◆ **Your objective**
Print, exactly as they appear, only the lines from the line that contains "Objective — a point for each instance of the wet" through the end of the listing.
(Supplied material)
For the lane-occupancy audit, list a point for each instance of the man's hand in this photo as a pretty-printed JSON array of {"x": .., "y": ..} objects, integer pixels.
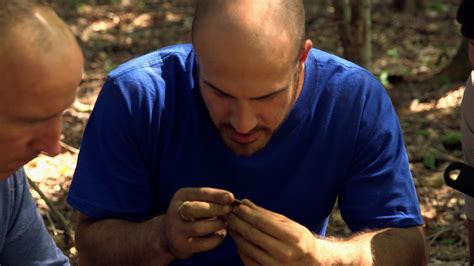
[
  {"x": 267, "y": 238},
  {"x": 193, "y": 222}
]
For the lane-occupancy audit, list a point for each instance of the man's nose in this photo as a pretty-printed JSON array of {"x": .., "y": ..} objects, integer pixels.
[
  {"x": 243, "y": 118},
  {"x": 47, "y": 137}
]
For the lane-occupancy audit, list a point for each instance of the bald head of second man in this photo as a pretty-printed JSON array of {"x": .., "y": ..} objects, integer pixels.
[
  {"x": 251, "y": 56},
  {"x": 41, "y": 66}
]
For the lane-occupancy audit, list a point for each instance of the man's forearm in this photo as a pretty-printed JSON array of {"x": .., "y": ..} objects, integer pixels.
[
  {"x": 119, "y": 242},
  {"x": 391, "y": 246}
]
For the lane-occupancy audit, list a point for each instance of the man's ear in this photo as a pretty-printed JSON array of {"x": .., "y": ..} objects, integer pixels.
[{"x": 305, "y": 49}]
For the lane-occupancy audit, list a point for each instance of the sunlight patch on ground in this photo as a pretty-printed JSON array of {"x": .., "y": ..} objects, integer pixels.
[
  {"x": 43, "y": 167},
  {"x": 451, "y": 100}
]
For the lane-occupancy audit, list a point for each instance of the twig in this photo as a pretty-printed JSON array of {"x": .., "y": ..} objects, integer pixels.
[
  {"x": 438, "y": 233},
  {"x": 54, "y": 210},
  {"x": 48, "y": 216},
  {"x": 69, "y": 148}
]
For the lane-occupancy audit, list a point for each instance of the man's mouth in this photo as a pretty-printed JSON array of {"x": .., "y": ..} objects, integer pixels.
[{"x": 243, "y": 138}]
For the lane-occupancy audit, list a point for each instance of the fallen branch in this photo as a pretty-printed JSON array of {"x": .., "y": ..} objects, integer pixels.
[
  {"x": 67, "y": 226},
  {"x": 68, "y": 147}
]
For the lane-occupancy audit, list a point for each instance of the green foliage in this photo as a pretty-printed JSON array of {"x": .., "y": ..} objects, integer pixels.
[
  {"x": 429, "y": 161},
  {"x": 452, "y": 140},
  {"x": 448, "y": 241},
  {"x": 109, "y": 65},
  {"x": 394, "y": 53}
]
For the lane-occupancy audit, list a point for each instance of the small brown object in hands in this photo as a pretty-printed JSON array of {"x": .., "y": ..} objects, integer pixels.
[{"x": 236, "y": 202}]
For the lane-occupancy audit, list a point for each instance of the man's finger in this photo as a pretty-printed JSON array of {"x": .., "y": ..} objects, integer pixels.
[
  {"x": 208, "y": 194},
  {"x": 204, "y": 227},
  {"x": 200, "y": 209},
  {"x": 257, "y": 237},
  {"x": 271, "y": 223},
  {"x": 202, "y": 244},
  {"x": 250, "y": 251}
]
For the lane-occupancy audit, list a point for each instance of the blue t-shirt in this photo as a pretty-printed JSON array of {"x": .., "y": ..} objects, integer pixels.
[
  {"x": 151, "y": 134},
  {"x": 24, "y": 239}
]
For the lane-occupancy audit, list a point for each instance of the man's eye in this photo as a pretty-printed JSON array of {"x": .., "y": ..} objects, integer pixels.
[{"x": 220, "y": 94}]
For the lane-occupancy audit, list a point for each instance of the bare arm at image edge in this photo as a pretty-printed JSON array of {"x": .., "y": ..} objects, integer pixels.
[{"x": 467, "y": 131}]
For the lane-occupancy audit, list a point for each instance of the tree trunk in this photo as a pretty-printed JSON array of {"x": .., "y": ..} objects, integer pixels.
[
  {"x": 354, "y": 23},
  {"x": 459, "y": 67},
  {"x": 410, "y": 6}
]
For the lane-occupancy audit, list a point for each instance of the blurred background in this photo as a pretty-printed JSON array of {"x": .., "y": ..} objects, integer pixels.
[{"x": 414, "y": 47}]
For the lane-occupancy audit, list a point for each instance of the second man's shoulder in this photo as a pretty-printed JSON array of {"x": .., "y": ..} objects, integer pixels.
[{"x": 171, "y": 56}]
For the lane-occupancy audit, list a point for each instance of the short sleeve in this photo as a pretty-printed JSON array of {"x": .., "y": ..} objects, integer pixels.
[
  {"x": 112, "y": 177},
  {"x": 27, "y": 241},
  {"x": 379, "y": 191}
]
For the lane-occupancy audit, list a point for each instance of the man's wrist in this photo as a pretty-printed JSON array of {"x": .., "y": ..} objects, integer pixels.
[
  {"x": 161, "y": 254},
  {"x": 342, "y": 252}
]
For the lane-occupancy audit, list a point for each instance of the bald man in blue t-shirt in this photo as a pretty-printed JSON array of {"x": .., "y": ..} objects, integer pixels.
[
  {"x": 40, "y": 67},
  {"x": 249, "y": 110}
]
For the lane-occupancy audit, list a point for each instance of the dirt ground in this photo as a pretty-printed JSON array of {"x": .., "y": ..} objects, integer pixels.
[{"x": 410, "y": 48}]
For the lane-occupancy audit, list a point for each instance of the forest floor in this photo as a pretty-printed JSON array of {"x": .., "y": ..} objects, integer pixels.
[{"x": 407, "y": 50}]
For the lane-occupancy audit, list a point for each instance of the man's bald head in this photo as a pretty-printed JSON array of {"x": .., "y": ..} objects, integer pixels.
[
  {"x": 253, "y": 20},
  {"x": 31, "y": 23}
]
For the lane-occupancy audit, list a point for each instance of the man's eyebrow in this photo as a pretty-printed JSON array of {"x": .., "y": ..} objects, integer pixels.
[
  {"x": 38, "y": 119},
  {"x": 253, "y": 98}
]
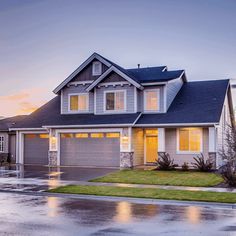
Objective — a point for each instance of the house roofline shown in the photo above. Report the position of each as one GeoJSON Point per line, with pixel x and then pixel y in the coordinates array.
{"type": "Point", "coordinates": [80, 68]}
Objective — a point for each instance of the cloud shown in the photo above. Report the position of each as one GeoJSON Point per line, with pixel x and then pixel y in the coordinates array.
{"type": "Point", "coordinates": [22, 102]}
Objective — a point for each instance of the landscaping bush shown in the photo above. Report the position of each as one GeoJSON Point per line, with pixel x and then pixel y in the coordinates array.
{"type": "Point", "coordinates": [164, 162]}
{"type": "Point", "coordinates": [202, 165]}
{"type": "Point", "coordinates": [229, 175]}
{"type": "Point", "coordinates": [185, 166]}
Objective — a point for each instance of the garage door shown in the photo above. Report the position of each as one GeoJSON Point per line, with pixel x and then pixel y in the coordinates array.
{"type": "Point", "coordinates": [90, 149]}
{"type": "Point", "coordinates": [36, 148]}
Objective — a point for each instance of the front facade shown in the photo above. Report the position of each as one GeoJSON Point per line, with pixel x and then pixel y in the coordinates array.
{"type": "Point", "coordinates": [108, 116]}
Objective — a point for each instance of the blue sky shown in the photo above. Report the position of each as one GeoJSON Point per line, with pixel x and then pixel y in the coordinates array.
{"type": "Point", "coordinates": [42, 42]}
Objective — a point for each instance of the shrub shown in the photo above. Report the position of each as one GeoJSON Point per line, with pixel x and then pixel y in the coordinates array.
{"type": "Point", "coordinates": [185, 166]}
{"type": "Point", "coordinates": [164, 162]}
{"type": "Point", "coordinates": [229, 175]}
{"type": "Point", "coordinates": [202, 165]}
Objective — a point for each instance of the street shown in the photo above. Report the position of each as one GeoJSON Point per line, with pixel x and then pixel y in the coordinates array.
{"type": "Point", "coordinates": [42, 215]}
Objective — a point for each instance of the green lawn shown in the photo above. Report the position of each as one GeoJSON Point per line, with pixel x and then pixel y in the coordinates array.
{"type": "Point", "coordinates": [148, 193]}
{"type": "Point", "coordinates": [175, 178]}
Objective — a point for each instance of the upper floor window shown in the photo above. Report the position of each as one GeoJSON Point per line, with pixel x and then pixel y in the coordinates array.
{"type": "Point", "coordinates": [1, 143]}
{"type": "Point", "coordinates": [115, 101]}
{"type": "Point", "coordinates": [190, 140]}
{"type": "Point", "coordinates": [151, 100]}
{"type": "Point", "coordinates": [97, 68]}
{"type": "Point", "coordinates": [78, 102]}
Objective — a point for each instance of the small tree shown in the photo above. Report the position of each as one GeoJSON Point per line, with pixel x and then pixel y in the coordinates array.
{"type": "Point", "coordinates": [228, 154]}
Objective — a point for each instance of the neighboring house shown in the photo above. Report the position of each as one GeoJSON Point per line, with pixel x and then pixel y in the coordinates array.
{"type": "Point", "coordinates": [8, 138]}
{"type": "Point", "coordinates": [108, 116]}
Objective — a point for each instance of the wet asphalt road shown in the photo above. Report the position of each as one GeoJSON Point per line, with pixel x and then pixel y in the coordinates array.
{"type": "Point", "coordinates": [40, 215]}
(End Supplied material)
◆ **Result of the exercise**
Objective — a point for each instance of the wet asphalt road shown in the photo above. Report the position of each as one GeoJSON Point per line, with pixel x and then pixel y in the coordinates array.
{"type": "Point", "coordinates": [40, 215]}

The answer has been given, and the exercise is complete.